— Problem details —
Copy out the rows exactly, starting with the line that contains "Provide the exact" and ending with the line that contains "444L1239 402L1178 412L1150", both included.

** Records to process follows **

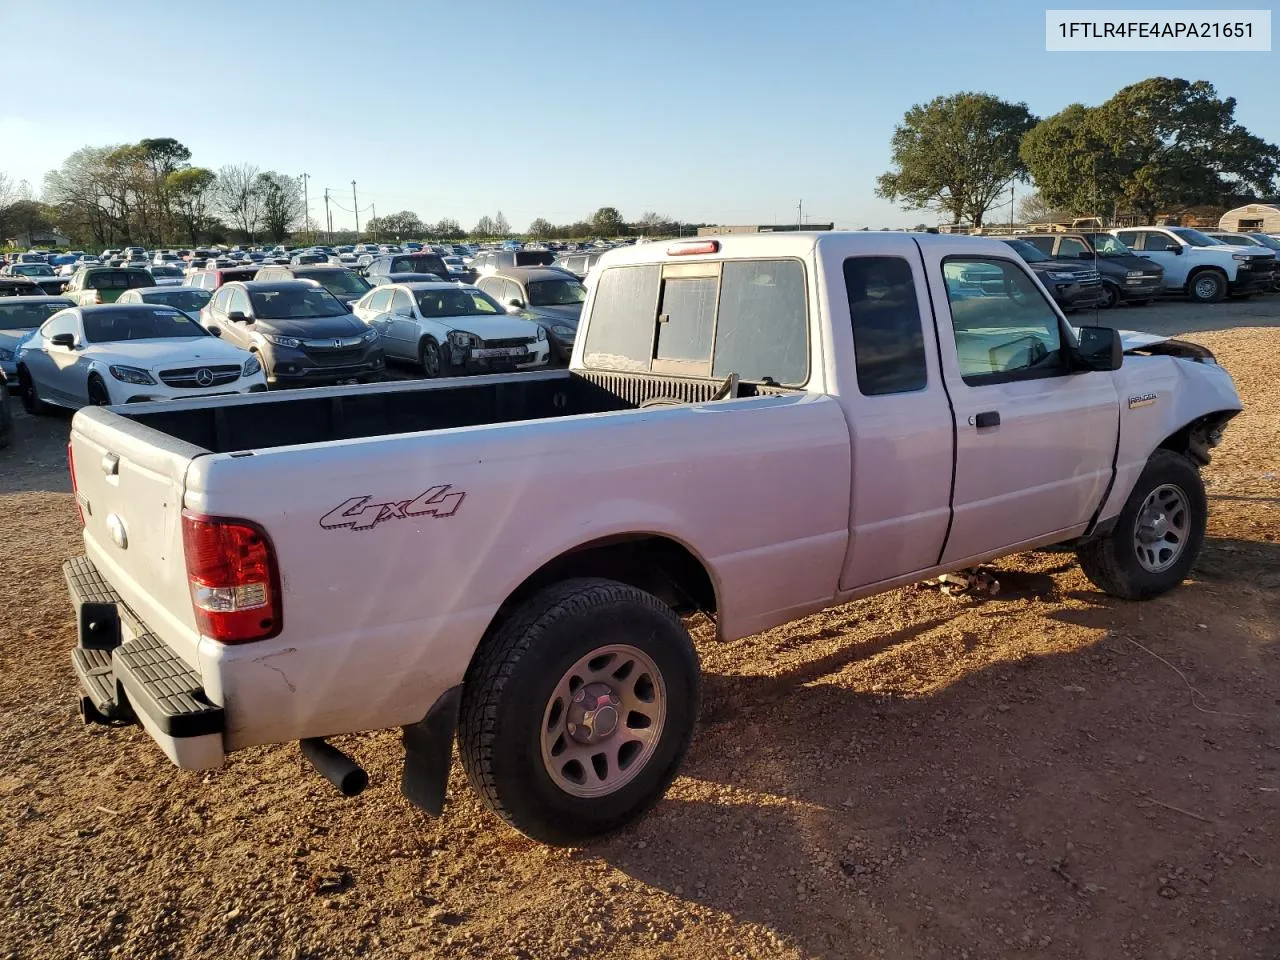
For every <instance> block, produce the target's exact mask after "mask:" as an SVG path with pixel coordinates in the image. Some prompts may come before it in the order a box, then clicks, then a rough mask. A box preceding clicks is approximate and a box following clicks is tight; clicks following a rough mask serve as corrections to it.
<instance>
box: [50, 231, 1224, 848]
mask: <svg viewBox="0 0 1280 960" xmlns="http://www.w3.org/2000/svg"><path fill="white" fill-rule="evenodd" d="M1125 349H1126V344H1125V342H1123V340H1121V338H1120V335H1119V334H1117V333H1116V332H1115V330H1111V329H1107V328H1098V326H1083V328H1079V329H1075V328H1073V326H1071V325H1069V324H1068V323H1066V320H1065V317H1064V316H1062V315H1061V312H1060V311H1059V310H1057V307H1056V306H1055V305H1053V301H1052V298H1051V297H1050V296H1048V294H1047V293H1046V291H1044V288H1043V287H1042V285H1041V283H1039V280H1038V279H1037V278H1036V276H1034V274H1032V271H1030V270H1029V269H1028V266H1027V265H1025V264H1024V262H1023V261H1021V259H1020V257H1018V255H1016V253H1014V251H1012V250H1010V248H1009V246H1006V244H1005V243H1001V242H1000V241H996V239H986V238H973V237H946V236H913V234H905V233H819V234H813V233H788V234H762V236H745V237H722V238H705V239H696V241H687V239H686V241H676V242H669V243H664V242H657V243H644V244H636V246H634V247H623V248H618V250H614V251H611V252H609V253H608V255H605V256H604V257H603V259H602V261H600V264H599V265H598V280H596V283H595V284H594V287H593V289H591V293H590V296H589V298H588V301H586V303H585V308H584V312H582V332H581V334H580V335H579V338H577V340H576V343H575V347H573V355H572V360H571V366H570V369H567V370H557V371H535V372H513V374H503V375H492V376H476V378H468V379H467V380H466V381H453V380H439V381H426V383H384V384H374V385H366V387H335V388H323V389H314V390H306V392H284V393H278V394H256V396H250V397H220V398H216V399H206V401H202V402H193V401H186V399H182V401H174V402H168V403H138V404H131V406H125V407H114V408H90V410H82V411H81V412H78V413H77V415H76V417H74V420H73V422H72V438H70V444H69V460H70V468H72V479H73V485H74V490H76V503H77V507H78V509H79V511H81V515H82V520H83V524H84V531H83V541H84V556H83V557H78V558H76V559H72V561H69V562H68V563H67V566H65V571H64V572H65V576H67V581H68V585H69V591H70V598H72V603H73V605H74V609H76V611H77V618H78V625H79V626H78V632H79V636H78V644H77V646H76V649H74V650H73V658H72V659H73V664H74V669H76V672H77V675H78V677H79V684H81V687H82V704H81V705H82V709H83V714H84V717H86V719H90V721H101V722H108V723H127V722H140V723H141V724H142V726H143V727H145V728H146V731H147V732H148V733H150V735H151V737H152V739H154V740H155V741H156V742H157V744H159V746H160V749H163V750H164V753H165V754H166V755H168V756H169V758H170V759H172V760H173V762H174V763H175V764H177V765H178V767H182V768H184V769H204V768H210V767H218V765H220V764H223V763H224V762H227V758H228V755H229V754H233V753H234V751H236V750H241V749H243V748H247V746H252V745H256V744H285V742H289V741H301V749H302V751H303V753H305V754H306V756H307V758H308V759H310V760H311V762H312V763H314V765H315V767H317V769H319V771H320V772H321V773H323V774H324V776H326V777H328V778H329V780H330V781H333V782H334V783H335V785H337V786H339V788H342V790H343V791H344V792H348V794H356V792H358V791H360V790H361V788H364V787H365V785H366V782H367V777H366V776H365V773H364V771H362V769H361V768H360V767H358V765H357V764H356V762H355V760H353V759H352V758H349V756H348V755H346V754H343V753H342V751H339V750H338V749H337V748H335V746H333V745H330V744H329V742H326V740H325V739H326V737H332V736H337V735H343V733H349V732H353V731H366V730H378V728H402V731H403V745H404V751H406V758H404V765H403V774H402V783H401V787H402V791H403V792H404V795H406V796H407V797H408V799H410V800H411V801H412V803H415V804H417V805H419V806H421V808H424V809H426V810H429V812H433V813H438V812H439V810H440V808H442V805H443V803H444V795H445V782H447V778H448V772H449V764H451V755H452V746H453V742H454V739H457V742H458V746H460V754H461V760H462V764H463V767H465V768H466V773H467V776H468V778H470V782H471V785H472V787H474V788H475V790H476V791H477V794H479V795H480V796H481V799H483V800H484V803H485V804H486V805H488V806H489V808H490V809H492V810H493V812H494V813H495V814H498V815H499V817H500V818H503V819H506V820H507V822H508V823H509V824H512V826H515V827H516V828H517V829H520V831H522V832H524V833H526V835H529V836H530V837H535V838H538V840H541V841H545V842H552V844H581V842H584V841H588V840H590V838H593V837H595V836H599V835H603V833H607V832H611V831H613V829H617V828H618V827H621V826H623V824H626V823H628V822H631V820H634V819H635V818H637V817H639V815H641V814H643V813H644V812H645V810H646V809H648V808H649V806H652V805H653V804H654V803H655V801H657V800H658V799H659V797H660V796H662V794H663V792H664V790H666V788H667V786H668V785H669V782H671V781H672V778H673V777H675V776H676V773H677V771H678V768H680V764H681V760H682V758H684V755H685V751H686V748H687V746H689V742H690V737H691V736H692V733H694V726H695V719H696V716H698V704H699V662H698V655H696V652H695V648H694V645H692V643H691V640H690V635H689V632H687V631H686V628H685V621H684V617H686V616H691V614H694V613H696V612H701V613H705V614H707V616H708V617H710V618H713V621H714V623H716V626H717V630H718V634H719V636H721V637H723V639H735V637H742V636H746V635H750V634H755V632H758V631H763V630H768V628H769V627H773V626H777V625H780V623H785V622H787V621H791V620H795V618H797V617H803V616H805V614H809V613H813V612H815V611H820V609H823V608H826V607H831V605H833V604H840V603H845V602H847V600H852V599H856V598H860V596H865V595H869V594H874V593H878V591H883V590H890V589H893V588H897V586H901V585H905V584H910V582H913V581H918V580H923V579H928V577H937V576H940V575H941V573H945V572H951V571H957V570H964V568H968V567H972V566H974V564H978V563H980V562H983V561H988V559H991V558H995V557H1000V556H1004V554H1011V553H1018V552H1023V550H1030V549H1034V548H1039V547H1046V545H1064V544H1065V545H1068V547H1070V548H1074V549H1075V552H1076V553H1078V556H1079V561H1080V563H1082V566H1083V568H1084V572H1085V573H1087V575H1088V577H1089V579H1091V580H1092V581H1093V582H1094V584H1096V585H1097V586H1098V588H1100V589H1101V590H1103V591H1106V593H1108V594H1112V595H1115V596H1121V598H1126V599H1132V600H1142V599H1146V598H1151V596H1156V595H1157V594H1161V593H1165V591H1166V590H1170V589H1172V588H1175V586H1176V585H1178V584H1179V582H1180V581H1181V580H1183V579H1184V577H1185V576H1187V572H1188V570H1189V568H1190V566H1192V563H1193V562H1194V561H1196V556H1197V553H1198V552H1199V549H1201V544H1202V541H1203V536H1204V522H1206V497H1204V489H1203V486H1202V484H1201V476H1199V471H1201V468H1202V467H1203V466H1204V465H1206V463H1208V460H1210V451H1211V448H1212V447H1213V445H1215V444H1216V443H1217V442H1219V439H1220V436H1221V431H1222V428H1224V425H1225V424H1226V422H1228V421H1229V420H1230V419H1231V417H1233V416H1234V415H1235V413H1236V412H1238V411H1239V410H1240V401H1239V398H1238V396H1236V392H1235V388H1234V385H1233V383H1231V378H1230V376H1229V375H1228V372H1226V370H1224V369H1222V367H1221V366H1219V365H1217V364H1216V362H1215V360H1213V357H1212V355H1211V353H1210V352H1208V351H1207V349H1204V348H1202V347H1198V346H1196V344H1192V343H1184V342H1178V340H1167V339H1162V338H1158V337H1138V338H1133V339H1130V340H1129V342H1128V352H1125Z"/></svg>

** End of Records to process **
** Records to process follows **

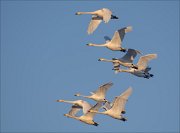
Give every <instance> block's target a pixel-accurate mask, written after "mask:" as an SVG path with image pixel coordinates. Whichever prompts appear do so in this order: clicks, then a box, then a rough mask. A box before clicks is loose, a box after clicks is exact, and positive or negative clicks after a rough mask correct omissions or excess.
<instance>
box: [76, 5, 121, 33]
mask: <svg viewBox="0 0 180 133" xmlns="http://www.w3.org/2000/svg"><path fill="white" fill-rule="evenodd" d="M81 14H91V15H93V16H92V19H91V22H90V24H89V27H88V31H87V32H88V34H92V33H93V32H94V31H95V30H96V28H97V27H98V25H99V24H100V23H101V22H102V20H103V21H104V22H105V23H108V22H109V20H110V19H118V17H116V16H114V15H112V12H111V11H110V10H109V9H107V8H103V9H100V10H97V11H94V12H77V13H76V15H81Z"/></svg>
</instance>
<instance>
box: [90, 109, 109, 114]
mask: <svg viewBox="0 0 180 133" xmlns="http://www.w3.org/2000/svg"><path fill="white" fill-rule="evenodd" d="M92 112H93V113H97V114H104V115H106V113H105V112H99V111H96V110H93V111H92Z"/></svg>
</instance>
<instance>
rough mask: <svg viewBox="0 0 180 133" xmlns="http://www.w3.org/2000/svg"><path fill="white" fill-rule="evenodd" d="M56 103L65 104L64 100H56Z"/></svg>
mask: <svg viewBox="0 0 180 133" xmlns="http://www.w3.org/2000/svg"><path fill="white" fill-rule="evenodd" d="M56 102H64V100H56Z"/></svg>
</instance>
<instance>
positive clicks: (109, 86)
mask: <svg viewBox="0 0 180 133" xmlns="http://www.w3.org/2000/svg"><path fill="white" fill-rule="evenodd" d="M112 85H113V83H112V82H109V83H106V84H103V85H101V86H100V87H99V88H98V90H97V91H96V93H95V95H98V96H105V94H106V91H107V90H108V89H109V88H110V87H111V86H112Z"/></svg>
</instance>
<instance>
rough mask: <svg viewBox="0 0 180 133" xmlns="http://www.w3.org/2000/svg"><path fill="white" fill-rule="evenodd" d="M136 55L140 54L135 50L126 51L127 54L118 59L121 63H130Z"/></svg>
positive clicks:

** End of Records to process **
** Records to process follows **

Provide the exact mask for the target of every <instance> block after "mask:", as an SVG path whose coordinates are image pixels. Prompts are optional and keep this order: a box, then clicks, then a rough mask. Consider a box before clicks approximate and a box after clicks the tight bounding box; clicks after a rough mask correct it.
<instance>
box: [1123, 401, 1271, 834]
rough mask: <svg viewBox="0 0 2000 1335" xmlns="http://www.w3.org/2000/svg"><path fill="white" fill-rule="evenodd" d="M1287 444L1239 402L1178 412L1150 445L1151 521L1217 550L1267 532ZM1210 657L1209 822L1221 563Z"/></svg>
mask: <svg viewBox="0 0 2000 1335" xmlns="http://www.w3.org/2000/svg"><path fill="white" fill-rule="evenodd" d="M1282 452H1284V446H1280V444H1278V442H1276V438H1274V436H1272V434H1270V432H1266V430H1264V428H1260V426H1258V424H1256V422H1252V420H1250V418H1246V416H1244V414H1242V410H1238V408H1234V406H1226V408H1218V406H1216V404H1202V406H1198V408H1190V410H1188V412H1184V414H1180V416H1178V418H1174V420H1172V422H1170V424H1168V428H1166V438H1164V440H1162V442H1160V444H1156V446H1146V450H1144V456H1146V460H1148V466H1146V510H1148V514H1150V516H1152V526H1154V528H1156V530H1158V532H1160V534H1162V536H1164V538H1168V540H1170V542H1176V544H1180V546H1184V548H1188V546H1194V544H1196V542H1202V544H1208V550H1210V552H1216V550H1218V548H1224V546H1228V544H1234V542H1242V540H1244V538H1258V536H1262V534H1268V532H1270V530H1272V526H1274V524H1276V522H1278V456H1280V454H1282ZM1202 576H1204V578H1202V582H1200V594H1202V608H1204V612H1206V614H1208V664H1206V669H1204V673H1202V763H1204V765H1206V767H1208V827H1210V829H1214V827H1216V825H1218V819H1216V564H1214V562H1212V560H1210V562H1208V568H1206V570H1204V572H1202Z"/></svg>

** End of Records to process **

— Task result —
Provide the exact mask for the target of every <instance> block after "mask:", as an SVG path whose coordinates are image pixels. Prompts are optional and keep this order: a box, then clicks, then a rough mask. Consider a box before clicks approximate and a box after clicks the tight bounding box; clicks after a rough mask correct it.
<instance>
box: [1123, 401, 1271, 834]
rough mask: <svg viewBox="0 0 2000 1335" xmlns="http://www.w3.org/2000/svg"><path fill="white" fill-rule="evenodd" d="M1287 444L1239 402L1178 412L1150 445L1151 521L1217 550L1267 532ZM1210 657L1209 822L1221 563Z"/></svg>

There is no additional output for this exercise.